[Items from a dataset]
________
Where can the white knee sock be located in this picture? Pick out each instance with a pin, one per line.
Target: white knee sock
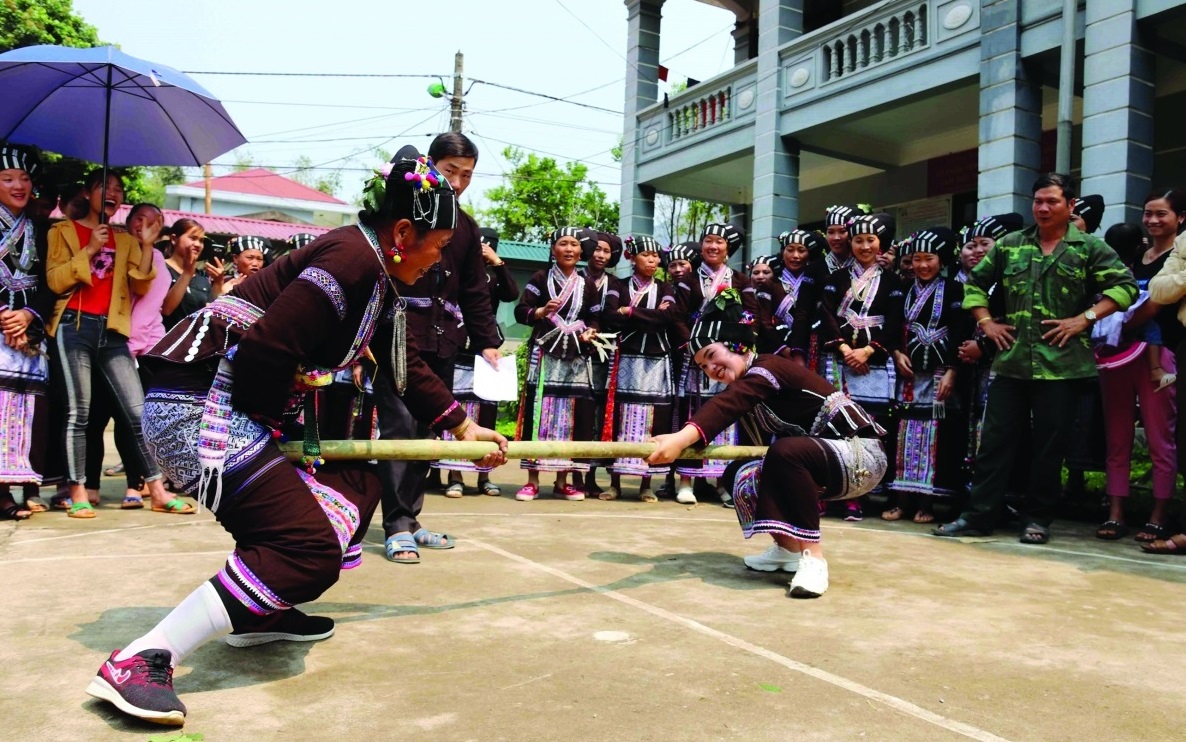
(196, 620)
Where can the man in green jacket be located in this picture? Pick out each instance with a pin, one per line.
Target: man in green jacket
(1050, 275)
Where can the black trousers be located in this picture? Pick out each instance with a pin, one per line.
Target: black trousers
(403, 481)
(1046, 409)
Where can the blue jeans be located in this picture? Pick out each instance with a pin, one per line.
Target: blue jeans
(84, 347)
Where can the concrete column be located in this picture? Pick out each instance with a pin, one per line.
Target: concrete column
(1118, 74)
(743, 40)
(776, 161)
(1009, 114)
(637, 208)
________
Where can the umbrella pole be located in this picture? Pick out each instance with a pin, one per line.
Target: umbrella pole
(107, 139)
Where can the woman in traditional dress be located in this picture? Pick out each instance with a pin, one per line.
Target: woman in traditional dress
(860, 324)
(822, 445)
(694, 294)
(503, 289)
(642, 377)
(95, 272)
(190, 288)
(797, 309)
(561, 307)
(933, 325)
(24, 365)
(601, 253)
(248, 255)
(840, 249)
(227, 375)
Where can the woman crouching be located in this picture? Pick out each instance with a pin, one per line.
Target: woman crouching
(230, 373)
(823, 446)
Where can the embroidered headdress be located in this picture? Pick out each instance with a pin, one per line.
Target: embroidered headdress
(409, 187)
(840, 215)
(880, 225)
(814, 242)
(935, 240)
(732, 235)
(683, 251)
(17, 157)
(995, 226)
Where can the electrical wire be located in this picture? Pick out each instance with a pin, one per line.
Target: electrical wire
________
▸ WHAT YOU WILL DO: Reproduce each line of the data containing the word "electrical".

▸ THE ANSWER:
Where can the electrical wire be located in this picture? Pick out each instance with a pin, one per line.
Target: electrical wire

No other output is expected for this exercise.